Please quote the PCRE mailing-list message below word for word, from "On Mon, Sep" up to and including "argc, char* argv[])".
──────── Source text ────────
Re: [pcre-dev] regexp does not work , but does work on other…

Top Page
Delete this message
Author: Meir Yanovich
Date:  
To: pcre-dev
Subject: Re: [pcre-dev] regexp does not work , but does work on others
ok ignore my question , i was reading again the doc's and i can see
that the first element is the
matched string and the rest are the substrings
Thanks

On Mon, Sep 22, 2008 at 11:28 PM, Meir Yanovich <meiry242@???> wrote:
> thanks for the reply one more question
> when i  run the code i allways getting 2 subgroups when i expect to
> get only one
> the "link" (index.html)
> if i add this code ( and modify my abit) .
> #include <stdio.h>  //meat and potatoes
> #include <string.h>
> #include <pcre.h>
> #define OVECCOUNT 30    /* should be a multiple of 3 */
> int main(int argc, char* argv[])
> {
> pcre *re;
> const char *error;
> int erroffset;
> int ovector[OVECCOUNT];
> int rc;

>
> char *regex = "<a[^>]+href\\s*=\\s*[\"']?([^\"'> ]+)";
> char *data  = "<a href=\"index.html\">PCRE index page</a>";
> re = pcre_compile(
>                regex,   /* the pattern */
>                0,   /* default options */
>                &error,   /* for error message */
>                &erroffset,        /* for error offset */
>                NULL);             /* use default character table */
> if (! re)
──────── Record set ────────
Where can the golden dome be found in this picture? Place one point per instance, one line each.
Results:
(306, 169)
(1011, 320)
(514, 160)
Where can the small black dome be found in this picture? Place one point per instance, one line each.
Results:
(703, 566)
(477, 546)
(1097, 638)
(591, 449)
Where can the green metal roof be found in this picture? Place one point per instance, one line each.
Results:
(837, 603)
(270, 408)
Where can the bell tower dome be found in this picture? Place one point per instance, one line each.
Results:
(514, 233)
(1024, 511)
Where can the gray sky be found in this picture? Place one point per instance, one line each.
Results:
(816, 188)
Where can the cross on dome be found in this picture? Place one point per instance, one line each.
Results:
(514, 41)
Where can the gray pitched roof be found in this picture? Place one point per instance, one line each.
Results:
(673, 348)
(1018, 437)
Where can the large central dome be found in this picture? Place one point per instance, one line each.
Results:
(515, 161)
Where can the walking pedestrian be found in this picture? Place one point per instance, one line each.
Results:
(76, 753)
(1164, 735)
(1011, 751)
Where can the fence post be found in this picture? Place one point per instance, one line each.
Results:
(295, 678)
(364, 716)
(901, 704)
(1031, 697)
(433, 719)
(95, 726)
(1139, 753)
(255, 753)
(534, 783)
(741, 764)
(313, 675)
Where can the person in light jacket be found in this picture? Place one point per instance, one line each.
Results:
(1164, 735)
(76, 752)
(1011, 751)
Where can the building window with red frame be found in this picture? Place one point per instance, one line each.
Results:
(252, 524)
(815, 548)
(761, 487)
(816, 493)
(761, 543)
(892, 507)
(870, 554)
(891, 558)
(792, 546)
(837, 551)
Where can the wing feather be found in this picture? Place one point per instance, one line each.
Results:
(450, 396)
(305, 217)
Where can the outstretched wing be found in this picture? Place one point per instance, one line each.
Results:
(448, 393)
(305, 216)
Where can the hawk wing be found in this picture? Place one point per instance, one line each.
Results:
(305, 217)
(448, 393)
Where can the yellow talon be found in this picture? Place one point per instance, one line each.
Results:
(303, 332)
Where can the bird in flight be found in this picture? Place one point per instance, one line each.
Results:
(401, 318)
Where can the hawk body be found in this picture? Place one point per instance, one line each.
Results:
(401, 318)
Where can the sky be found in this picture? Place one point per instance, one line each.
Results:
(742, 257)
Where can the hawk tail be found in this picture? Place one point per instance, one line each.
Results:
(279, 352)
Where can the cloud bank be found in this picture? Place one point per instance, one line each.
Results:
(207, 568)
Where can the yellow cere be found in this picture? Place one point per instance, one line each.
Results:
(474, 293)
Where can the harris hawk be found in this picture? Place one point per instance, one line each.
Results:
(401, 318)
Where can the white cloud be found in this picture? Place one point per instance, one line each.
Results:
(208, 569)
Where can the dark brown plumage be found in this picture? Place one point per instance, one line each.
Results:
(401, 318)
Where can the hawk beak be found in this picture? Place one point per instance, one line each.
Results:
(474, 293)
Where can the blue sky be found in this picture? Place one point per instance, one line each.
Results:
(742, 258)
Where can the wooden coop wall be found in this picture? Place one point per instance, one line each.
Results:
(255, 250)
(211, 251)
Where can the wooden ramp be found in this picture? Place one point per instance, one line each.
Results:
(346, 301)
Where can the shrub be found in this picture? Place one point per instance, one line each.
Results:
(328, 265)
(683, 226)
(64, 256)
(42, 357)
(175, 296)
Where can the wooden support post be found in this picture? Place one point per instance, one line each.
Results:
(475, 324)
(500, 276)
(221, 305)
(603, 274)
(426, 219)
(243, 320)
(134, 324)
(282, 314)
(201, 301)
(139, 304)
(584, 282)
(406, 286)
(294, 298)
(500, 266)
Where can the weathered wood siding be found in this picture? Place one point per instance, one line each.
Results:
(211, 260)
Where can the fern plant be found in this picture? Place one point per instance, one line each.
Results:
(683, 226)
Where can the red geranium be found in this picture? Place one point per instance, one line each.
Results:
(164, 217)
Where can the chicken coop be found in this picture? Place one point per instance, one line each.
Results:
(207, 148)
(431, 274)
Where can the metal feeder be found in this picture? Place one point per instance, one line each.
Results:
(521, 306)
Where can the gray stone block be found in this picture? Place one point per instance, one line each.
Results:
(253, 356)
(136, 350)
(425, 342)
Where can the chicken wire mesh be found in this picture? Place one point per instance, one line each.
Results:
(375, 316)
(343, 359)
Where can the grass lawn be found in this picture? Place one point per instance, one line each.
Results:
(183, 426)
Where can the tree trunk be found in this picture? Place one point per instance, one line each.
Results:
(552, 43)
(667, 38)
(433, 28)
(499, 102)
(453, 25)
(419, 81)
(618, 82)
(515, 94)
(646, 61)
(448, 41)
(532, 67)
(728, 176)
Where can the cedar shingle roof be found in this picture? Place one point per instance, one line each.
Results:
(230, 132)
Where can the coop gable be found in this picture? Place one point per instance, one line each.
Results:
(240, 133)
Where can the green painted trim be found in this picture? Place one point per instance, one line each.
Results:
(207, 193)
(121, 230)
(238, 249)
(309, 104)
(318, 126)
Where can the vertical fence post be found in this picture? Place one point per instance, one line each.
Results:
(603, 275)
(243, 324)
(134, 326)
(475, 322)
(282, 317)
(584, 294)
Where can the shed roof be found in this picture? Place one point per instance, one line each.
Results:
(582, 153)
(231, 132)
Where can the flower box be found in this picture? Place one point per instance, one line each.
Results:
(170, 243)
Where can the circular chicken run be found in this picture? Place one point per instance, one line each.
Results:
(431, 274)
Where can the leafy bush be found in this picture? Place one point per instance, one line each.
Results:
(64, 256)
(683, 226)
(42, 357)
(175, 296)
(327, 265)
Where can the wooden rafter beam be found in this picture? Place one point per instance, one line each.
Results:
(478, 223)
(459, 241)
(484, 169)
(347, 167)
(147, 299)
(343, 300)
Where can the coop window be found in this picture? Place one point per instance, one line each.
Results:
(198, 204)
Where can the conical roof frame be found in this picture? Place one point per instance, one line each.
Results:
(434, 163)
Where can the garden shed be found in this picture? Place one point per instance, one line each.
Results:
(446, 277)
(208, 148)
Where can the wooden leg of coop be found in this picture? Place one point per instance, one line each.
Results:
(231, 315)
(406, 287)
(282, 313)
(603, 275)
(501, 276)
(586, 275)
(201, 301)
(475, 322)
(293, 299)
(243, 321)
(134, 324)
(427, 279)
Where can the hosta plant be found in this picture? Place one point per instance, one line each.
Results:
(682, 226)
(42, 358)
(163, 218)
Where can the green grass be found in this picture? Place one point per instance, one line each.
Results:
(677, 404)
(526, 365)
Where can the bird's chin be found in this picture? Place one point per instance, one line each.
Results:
────────
# Solution to this task
On Mon, Sep 22, 2008 at 11:28 PM, Meir Yanovich <meiry242@???> wrote:
> thanks for the reply one more question
> when i  run the code i allways getting 2 subgroups when i expect to
> get only one
> the "link" (index.html)
> if i add this code ( and modify my abit) .
> #include <stdio.h>  //meat and potatoes
> #include <string.h>
> #include <pcre.h>
> #define OVECCOUNT 30    /* should be a multiple of 3 */
> int main(int argc, char* argv[])